> **To do**:
Once more, print the records exactly as given.

------------------------------------------------------------

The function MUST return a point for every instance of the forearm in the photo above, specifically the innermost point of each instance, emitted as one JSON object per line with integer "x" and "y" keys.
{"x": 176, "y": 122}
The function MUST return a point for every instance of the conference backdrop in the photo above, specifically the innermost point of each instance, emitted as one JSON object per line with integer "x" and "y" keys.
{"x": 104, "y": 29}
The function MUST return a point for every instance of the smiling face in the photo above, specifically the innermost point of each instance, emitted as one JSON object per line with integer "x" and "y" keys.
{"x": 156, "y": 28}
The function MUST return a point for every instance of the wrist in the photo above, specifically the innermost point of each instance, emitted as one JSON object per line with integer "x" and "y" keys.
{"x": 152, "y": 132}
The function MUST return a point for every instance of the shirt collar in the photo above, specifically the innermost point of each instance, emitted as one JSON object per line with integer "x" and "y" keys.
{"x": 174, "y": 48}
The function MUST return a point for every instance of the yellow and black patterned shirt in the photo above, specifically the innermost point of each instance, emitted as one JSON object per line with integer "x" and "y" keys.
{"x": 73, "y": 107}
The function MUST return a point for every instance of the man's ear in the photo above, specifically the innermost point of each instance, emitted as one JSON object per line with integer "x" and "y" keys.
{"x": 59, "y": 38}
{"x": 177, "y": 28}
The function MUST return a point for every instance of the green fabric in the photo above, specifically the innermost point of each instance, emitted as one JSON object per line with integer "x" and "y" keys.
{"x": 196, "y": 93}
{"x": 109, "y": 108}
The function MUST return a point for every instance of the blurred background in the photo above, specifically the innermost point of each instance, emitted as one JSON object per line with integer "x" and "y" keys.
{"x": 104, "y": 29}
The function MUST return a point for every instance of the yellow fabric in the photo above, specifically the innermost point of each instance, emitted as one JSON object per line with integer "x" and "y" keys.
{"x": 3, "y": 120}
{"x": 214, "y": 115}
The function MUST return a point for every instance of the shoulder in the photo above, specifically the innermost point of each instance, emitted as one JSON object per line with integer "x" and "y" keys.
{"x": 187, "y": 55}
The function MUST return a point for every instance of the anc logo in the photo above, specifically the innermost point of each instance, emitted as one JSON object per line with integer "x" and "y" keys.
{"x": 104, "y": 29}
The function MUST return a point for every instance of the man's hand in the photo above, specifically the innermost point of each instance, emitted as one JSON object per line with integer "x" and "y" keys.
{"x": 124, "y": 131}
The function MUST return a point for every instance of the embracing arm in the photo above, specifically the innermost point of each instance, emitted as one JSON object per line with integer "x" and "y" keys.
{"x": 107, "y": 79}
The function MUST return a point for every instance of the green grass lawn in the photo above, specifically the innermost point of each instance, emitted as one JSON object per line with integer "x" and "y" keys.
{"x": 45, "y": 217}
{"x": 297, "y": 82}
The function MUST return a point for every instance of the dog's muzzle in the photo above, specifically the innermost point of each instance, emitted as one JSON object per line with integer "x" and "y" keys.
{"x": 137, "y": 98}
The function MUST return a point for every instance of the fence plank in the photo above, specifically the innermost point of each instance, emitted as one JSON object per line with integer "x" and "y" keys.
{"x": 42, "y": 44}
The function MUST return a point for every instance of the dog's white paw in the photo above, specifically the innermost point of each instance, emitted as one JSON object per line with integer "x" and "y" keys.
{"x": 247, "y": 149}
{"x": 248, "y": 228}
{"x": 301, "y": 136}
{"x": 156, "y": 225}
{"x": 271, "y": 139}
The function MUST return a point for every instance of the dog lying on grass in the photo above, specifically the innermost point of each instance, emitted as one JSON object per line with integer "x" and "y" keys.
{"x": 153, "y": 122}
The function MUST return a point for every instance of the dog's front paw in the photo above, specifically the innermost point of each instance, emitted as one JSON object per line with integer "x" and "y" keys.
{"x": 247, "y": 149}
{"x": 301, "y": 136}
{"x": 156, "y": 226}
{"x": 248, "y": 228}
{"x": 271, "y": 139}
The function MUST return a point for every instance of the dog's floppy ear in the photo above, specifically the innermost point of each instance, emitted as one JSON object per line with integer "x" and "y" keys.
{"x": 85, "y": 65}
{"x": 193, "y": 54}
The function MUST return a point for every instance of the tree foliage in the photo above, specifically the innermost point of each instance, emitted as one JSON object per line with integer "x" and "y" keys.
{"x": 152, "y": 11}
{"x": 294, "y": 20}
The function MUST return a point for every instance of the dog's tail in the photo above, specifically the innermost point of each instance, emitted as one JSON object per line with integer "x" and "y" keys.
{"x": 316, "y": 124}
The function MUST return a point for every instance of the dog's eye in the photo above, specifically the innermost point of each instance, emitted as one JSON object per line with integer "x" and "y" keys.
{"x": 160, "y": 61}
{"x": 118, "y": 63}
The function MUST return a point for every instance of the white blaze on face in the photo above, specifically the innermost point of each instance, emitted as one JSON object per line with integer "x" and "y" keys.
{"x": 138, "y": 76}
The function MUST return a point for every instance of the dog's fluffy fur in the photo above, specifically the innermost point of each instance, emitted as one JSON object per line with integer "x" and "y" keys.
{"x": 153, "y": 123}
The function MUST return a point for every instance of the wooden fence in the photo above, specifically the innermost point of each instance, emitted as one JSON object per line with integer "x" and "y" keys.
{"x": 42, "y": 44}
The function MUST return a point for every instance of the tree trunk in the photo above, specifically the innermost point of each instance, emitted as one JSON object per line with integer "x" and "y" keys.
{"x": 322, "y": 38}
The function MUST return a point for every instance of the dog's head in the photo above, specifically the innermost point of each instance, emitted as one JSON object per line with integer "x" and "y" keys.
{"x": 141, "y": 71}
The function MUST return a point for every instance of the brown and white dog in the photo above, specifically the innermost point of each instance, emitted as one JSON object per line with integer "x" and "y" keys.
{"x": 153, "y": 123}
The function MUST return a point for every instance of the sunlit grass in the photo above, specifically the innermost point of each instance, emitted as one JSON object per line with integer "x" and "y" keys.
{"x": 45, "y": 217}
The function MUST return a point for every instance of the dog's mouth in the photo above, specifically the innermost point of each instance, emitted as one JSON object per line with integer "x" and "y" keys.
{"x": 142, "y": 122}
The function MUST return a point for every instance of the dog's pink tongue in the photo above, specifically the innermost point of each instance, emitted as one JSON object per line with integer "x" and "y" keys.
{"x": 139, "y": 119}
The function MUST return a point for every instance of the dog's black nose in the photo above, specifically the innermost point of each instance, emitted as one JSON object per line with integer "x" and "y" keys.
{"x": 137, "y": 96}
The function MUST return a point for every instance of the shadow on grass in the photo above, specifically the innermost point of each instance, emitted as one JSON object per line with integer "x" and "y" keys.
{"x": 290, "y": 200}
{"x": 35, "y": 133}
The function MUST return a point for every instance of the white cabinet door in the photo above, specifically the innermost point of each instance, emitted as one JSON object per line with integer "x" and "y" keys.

------------------------------------------------------------

> **Task output**:
The function MUST return a point for every instance of the forearm in the photo above, specifically the innermost point of each instance, emitted as one JSON object per line with integer "x" and "y" keys.
{"x": 176, "y": 122}
The function MUST return a point for every instance of the conference backdrop in the photo above, specifically the innermost point of each instance, emitted as one JSON object per line with integer "x" and "y" keys.
{"x": 104, "y": 29}
The function MUST return a point for every instance of the smiling face in the photo above, specifically the innermost point of each instance, emitted as one JSON object per line with integer "x" and "y" keys.
{"x": 156, "y": 28}
The function MUST return a point for every instance of the wrist in the photo above, specifically the innermost point of each instance, emitted as one JSON object per line with integer "x" and "y" keys.
{"x": 152, "y": 132}
The function MUST return a point for every instance of the shirt collar in the photo above, specifically the innermost point of each instance, emitted as one JSON object per line with integer "x" and "y" keys.
{"x": 174, "y": 48}
The function MUST return a point for every instance of the yellow and black patterned shirt in the photo above, specifically the innermost point of each instance, emitted as one JSON object per line with integer "x" and "y" keys.
{"x": 73, "y": 107}
The function MUST return a point for every instance of the man's ear in the photo above, specifically the innermost point of each instance, emitted as one JSON object per line with integer "x" and "y" keys.
{"x": 59, "y": 38}
{"x": 177, "y": 28}
The function MUST return a point for every instance of the green fabric in the photo above, specifically the innermost point of each instance, emitted as one JSON object per line with integer "x" and "y" keys.
{"x": 196, "y": 93}
{"x": 109, "y": 108}
The function MUST return a point for every instance of the blurred background in the photo above, specifically the innermost point of each instance, emitted as one JSON object per line with integer "x" and "y" keys.
{"x": 104, "y": 29}
The function MUST return a point for every instance of the yellow fabric in the photo above, specifically the innermost point of each instance, emitted as one JSON object per line with integer "x" and "y" keys.
{"x": 3, "y": 120}
{"x": 214, "y": 115}
The function MUST return a point for every instance of the shoulder in the photo above, specifically the innermost point of each instance, emitted as one JSON object per line with integer "x" and "y" keys.
{"x": 187, "y": 55}
The function MUST return a point for every instance of the anc logo in the photo above, specifically the innermost point of each instance, emitted as one JSON object per line with integer "x" and "y" keys.
{"x": 104, "y": 29}
The function MUST return a point for every instance of the man's hand in the photo above, specifically the innermost point of each instance, emitted as one JSON object per line with integer "x" and "y" keys.
{"x": 124, "y": 131}
The function MUST return a point for every instance of the embracing arm in the photo above, specifically the innermost point of each instance, emitted as one JSON object per line with integer "x" and "y" keys.
{"x": 107, "y": 79}
The function MUST return a point for every instance of the green grass lawn in the photo above, specifically the innermost point of each instance, emitted as one JSON object per line with integer "x" and "y" keys.
{"x": 45, "y": 217}
{"x": 297, "y": 82}
The function MUST return a point for every instance of the dog's muzzle in the photo above, specifically the innermost point of each instance, emitted as one JSON object per line with integer "x" and "y" keys.
{"x": 137, "y": 98}
The function MUST return a point for every instance of the fence plank in the photo above, specifically the innermost point of each instance, emitted as one JSON object per line with integer "x" and "y" keys.
{"x": 42, "y": 44}
The function MUST return a point for every instance of the dog's white paw in the photo above, specifically the innermost point of each instance, emitted as one JSON object per line with integer "x" and "y" keys.
{"x": 247, "y": 149}
{"x": 248, "y": 228}
{"x": 301, "y": 136}
{"x": 156, "y": 225}
{"x": 271, "y": 139}
The function MUST return a point for every instance of the dog lying on grass in the photo above, specifically the innermost point of each instance, emitted as one JSON object per line with integer "x" and "y" keys.
{"x": 153, "y": 122}
The function MUST return a point for every instance of the dog's front paw in the photo above, specifically the innermost point of each instance, emitted as one JSON object per line with integer "x" and "y" keys.
{"x": 247, "y": 149}
{"x": 301, "y": 136}
{"x": 156, "y": 226}
{"x": 248, "y": 228}
{"x": 271, "y": 139}
The function MUST return a point for every instance of the dog's floppy ear in the photo above, specifically the innermost point of each instance, emitted as one JSON object per line with integer "x" and "y" keys.
{"x": 85, "y": 65}
{"x": 193, "y": 54}
The function MUST return a point for every instance of the tree foliage in the photo above, specifically the innermost point of each instance, emitted as one JSON object per line with integer "x" and "y" keys.
{"x": 152, "y": 11}
{"x": 294, "y": 20}
The function MUST return a point for every instance of the dog's tail in the photo above, specifically the innermost point of each instance, emitted as one JSON object per line with integer "x" and "y" keys.
{"x": 316, "y": 124}
The function MUST return a point for every instance of the dog's eye in the photo above, specifically the innermost point of each instance, emitted as one JSON object per line with integer "x" and "y" keys.
{"x": 160, "y": 61}
{"x": 118, "y": 63}
The function MUST return a point for every instance of the white blaze on face in the photo above, specifically the innermost point of each instance, emitted as one JSON object per line with integer "x" and "y" keys.
{"x": 138, "y": 76}
The function MUST return a point for every instance of the dog's fluffy fur in the photo above, specifically the innermost point of each instance, emitted as one JSON object per line with integer "x" and "y" keys.
{"x": 153, "y": 123}
The function MUST return a point for every instance of the wooden fence in the photo above, specifically the innermost point of each instance, emitted as one JSON object per line with integer "x" and "y" keys.
{"x": 42, "y": 44}
The function MUST return a point for every instance of the tree trunk in the photo above, specifically the innermost point of each instance, emitted as one JSON object per line with integer "x" and "y" keys.
{"x": 322, "y": 38}
The function MUST return a point for every instance of the dog's head in the photo above, specifically the innermost point of each instance, emitted as one JSON object per line with integer "x" and "y" keys.
{"x": 141, "y": 71}
The function MUST return a point for every instance of the brown and white dog in the photo above, specifically the innermost point of each instance, emitted as one JSON object per line with integer "x" and "y" keys.
{"x": 153, "y": 123}
The function MUST return a point for every instance of the sunlit grass in the photo above, specifically the innermost point of each instance, emitted as one JSON object per line with integer "x" and "y" keys.
{"x": 45, "y": 217}
The function MUST return a point for every instance of the dog's mouth in the photo above, specifically the innermost point of each instance, emitted as one JSON object per line with integer "x" and "y" keys.
{"x": 142, "y": 122}
The function MUST return a point for every instance of the dog's pink tongue in the photo above, specifically the innermost point of each instance, emitted as one JSON object per line with integer "x" and "y" keys.
{"x": 139, "y": 119}
The function MUST return a point for every instance of the dog's black nose in the photo above, specifically the innermost point of each instance, emitted as one JSON object per line with integer "x" and "y" keys.
{"x": 137, "y": 96}
The function MUST return a point for every instance of the shadow on grass in the photo above, specifically the innermost point of each instance, emitted as one JSON object per line with integer "x" and "y" keys.
{"x": 290, "y": 200}
{"x": 35, "y": 133}
The function MUST return a point for every instance of the white cabinet door in the photo above, specifically the innermost point of each instance, emitted as one JSON object per line with integer "x" and "y" keys.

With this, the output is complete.